Texte du document:
»»
Après les banques pourquoi  ne pas secourir  les chômeurs  ? La déclaration du premier ministre, François Fillon « La réduction des déficits publics passe d'abord par la réduction de la dépense » signifie-t-elle que les chômeurs en fin de droits seraient sacrifiés ? Ce serait prendre un risque social et politique alors que l'État vient de consacrer près de 40 milliards d'euros au sauvetage des banques, à l’aide aux groupes et à leurs satellites avec le plan de relance.

Cette situation a amené le PCF, à réclamer que soit adoptée « une allocation de solidarité exceptionnelle qui prolongerait leurs droits pour une année ».

Le patronat qui a usé et abusé du recours à l’emploi précaire, doit être financièrement responsabilisé par la situation des fins de droits. Pour la plupart des syndicats, c'est dans la prise en compte de la précarisation du marché du travail qu'il faut puiser les financements de la politique de l'emploi. Les pistes étudiées par les différentes  centrales  (CGT, CFDT, CFTC, FO) ou la Fédération syndicale unitaire (elle n'est pas représentée dans les négociations sur l'assurance-chômage) privilégient tantôt la taxation de la précarisation du travail (cotisations corrélées à la durée des contrats, élargissement de l'assiette de cotisations), tantôt la prolongation de la durée d'indemnisation, tantôt l'assouplissement des conditions d'éligibilité  à la solidarité nationale.

Les contrats précaires constituant la première cause d’entrée au chômage, la Cgt continue donc de proposer une augmentation de la cotisation patronale sur ce type de contrats. On pourrait aussi instaurer une pénalité de précarité en fin de contrat, au bénéfice du service public de l’emploi (en plus de l’indemnité de précarité versée au salarié).

Précarisation

Sur les 726 161 chômeurs auxquels l'assurance-chômage a cessé de verser des indemnités en 2008 (757 000 avec les départements d'outre-mer), 38% ont cotisé moins d'un an et 38% étaient  des chômeurs de longue durée, indique le service public de l'emploi.
««
Consigne: Recopiez le passage du texte sur les chômeurs en fin de droits, de « Après les banques » jusqu'à « plan de relance. » inclus.

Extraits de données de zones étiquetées
»»
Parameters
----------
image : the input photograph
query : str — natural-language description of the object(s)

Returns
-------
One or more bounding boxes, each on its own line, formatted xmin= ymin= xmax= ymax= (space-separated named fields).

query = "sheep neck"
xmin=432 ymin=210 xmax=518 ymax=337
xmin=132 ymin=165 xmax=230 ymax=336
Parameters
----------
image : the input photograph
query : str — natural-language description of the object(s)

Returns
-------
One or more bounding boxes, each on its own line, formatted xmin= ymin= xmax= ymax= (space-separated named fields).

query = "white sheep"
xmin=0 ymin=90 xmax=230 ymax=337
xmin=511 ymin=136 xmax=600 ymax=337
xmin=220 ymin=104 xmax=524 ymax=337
««
»»
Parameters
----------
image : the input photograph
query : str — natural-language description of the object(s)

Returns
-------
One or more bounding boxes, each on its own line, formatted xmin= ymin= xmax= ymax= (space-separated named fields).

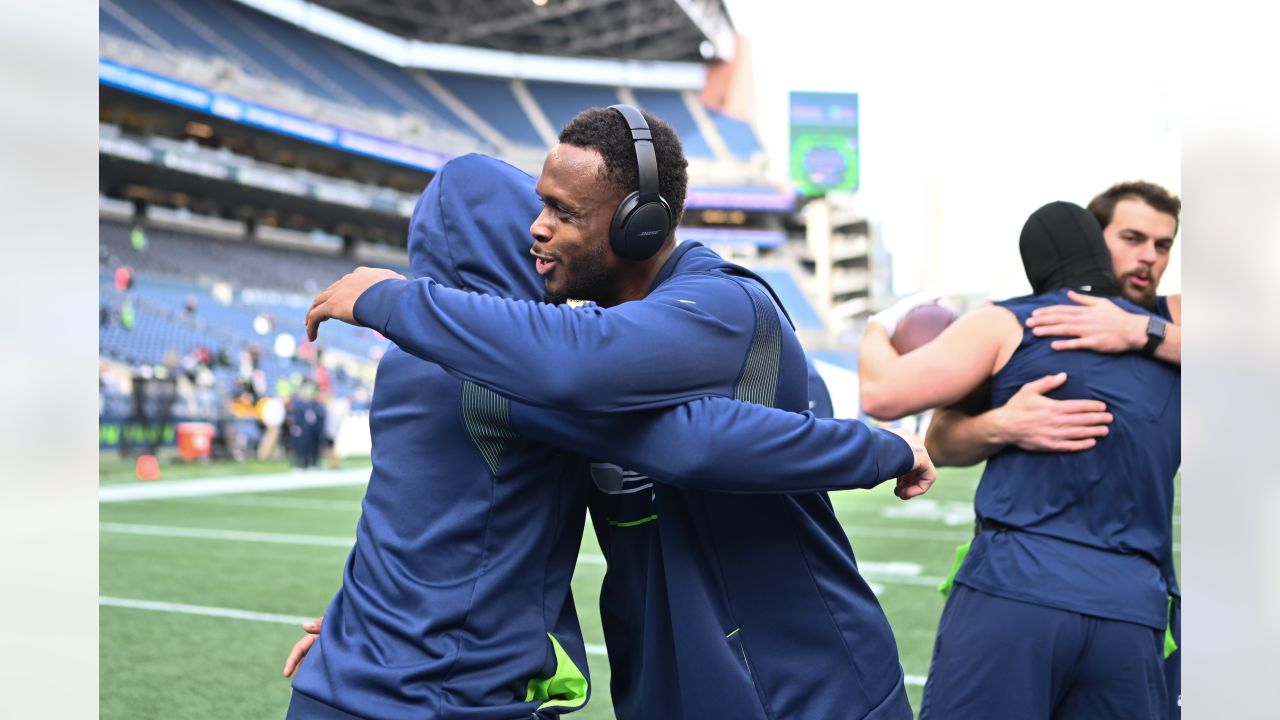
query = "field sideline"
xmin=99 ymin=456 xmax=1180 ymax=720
««
»»
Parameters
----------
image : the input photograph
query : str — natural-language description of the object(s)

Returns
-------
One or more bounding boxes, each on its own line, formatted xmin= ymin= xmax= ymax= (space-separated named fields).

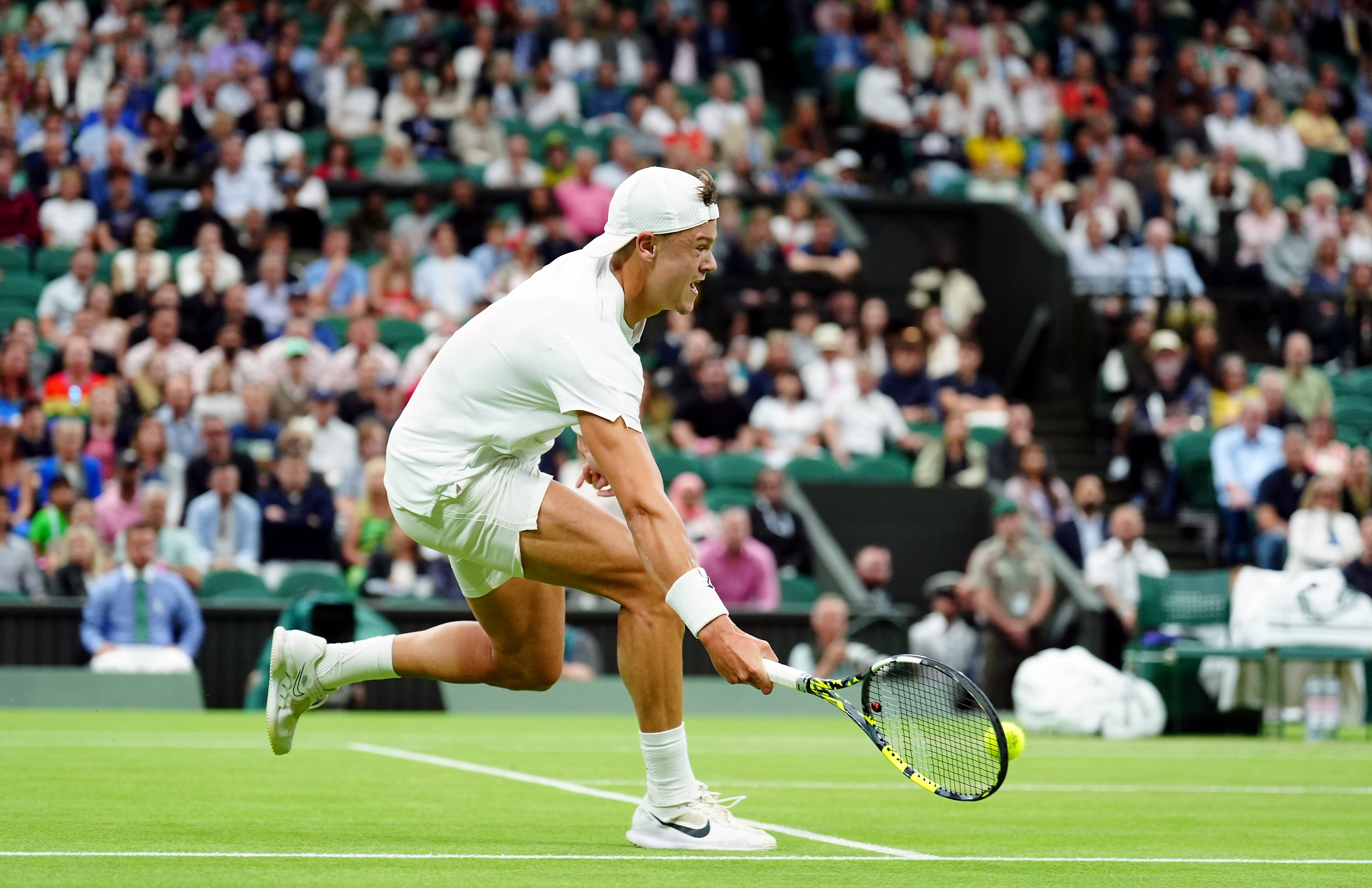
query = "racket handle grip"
««
Réponse:
Après les banques pourquoi  ne pas secourir  les chômeurs  ? La déclaration du premier ministre, François Fillon « La réduction des déficits publics passe d'abord par la réduction de la dépense » signifie-t-elle que les chômeurs en fin de droits seraient sacrifiés ? Ce serait prendre un risque social et politique alors que l'État vient de consacrer près de 40 milliards d'euros au sauvetage des banques, à l’aide aux groupes et à leurs satellites avec le plan de relance.